--- START OF Source document ---

[Poll] The sending of crash data

We will be including crash reporting soon. The way it will work is that when a crash (“panic” usually, in Go parlance) is detected the Syncthing version and backtrace is reported to some server, where it’s stored and aggregated. The data that will be sent looks like this:

07:48:24 INFO: syncthing v1.1.4 "Erbium Earthworm" (go1.12.5 darwin-amd64) teamcity@build.sycnthing 2019-05-21 20:36:38 UTC
Panic at 2019-05-22T07:48:25+02:00
panic: interface conversion: *pfilter.FilteredConn is not net.Conn: missing method Read

goroutine 106 [running]:
github.com/syncthing/syncthing/lib/connections.(*quicListener).Serve(0xc000158000)
        github.com/syncthing/syncthing/lib/connections/quic_listen.go:74 +0x41b
github.com/thejerf/suture.(*Supervisor).runService.func1(0xc0001c6690, 0xc000000000, 0x54b4728, 0xc000158000)
        github.com/thejerf/suture@v3.0.2+incompatible/supervisor.go:600 +0x47
created by github.com/thejerf/suture.(*Supervisor).runService
        github.com/thejerf/suture@v3.0.2+incompatible/supervisor.go:588 +0x5b
... more of same gibberish

That is, it does not include any log data, user or other metadata, nor the ID of the sending machine. Excluding that data makes it somewhat less valuable for us, but I think we’ll be OK.

--- END OF Source document ---

_What this task involves_.
According to the crash reporting post, what is reported to the server when a crash is detected?

--- START OF Excerpted records ---

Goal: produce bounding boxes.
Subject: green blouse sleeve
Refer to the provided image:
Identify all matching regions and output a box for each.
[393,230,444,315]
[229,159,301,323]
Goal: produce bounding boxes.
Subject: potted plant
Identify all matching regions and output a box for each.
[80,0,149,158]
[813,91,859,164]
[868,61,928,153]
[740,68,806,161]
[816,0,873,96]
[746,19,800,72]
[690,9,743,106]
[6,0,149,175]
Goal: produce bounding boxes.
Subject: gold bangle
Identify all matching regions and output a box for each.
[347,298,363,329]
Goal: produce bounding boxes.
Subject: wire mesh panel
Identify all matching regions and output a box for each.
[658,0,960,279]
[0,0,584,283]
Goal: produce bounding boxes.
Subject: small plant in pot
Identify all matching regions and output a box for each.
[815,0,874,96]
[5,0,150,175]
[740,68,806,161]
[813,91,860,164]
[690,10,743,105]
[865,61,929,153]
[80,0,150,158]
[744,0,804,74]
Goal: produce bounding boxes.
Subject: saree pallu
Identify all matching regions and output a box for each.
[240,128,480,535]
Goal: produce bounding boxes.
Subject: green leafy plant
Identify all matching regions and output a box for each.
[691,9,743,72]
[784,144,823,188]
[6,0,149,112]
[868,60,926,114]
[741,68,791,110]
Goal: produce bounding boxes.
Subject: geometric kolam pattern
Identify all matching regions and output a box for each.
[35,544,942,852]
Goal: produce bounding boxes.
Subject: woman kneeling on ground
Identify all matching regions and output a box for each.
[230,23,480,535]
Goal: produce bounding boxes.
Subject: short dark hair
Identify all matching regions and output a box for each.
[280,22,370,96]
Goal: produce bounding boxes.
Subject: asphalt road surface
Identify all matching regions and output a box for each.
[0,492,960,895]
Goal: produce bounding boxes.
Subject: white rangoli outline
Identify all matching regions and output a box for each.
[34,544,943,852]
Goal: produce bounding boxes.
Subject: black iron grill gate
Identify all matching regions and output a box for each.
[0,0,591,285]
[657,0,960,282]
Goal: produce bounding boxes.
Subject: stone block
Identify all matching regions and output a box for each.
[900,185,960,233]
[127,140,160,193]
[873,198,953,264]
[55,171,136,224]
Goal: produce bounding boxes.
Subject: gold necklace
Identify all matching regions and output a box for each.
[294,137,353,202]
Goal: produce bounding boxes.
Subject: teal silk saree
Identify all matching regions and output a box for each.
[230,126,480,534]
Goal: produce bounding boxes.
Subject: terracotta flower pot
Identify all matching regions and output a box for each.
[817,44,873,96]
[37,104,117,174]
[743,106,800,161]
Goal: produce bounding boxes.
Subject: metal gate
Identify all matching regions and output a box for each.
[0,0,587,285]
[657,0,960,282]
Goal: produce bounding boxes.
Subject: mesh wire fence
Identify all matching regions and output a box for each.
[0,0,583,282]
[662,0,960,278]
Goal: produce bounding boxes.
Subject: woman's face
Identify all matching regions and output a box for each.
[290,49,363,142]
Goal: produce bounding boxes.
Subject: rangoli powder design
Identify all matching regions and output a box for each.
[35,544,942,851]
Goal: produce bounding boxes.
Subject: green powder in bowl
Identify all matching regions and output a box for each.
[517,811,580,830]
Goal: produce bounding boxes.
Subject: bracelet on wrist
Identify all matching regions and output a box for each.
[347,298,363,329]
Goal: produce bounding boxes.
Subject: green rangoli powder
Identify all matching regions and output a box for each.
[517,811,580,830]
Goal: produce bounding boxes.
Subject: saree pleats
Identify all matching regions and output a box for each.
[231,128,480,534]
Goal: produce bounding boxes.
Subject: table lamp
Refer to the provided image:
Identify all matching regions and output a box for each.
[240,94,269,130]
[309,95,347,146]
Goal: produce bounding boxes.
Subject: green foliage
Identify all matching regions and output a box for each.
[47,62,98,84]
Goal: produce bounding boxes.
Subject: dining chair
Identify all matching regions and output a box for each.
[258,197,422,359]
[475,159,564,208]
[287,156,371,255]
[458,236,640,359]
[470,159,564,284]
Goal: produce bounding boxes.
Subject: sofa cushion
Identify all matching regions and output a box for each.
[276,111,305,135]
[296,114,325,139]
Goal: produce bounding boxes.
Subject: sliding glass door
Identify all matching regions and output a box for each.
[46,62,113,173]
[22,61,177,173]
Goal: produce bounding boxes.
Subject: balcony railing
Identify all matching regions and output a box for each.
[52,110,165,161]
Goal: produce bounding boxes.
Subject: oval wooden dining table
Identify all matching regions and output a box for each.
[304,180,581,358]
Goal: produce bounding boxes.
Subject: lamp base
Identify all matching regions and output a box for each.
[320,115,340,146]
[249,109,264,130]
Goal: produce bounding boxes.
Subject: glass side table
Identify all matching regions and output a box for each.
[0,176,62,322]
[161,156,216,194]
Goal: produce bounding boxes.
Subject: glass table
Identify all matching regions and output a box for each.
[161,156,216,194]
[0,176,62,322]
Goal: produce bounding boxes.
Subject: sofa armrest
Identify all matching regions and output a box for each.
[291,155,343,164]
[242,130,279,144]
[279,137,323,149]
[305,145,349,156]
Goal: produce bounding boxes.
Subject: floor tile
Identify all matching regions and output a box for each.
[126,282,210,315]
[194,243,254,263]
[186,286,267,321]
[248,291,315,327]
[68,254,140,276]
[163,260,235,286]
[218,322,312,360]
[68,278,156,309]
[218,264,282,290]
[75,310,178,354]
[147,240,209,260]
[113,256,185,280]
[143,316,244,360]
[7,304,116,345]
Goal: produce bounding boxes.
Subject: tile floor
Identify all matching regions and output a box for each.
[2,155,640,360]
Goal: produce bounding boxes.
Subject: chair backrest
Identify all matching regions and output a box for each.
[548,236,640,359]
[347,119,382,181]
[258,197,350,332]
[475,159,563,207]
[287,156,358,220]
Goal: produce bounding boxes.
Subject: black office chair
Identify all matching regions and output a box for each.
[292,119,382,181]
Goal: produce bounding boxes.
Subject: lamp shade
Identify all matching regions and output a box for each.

--- END OF Excerpted records ---

_The response_.
The Syncthing version and backtrace.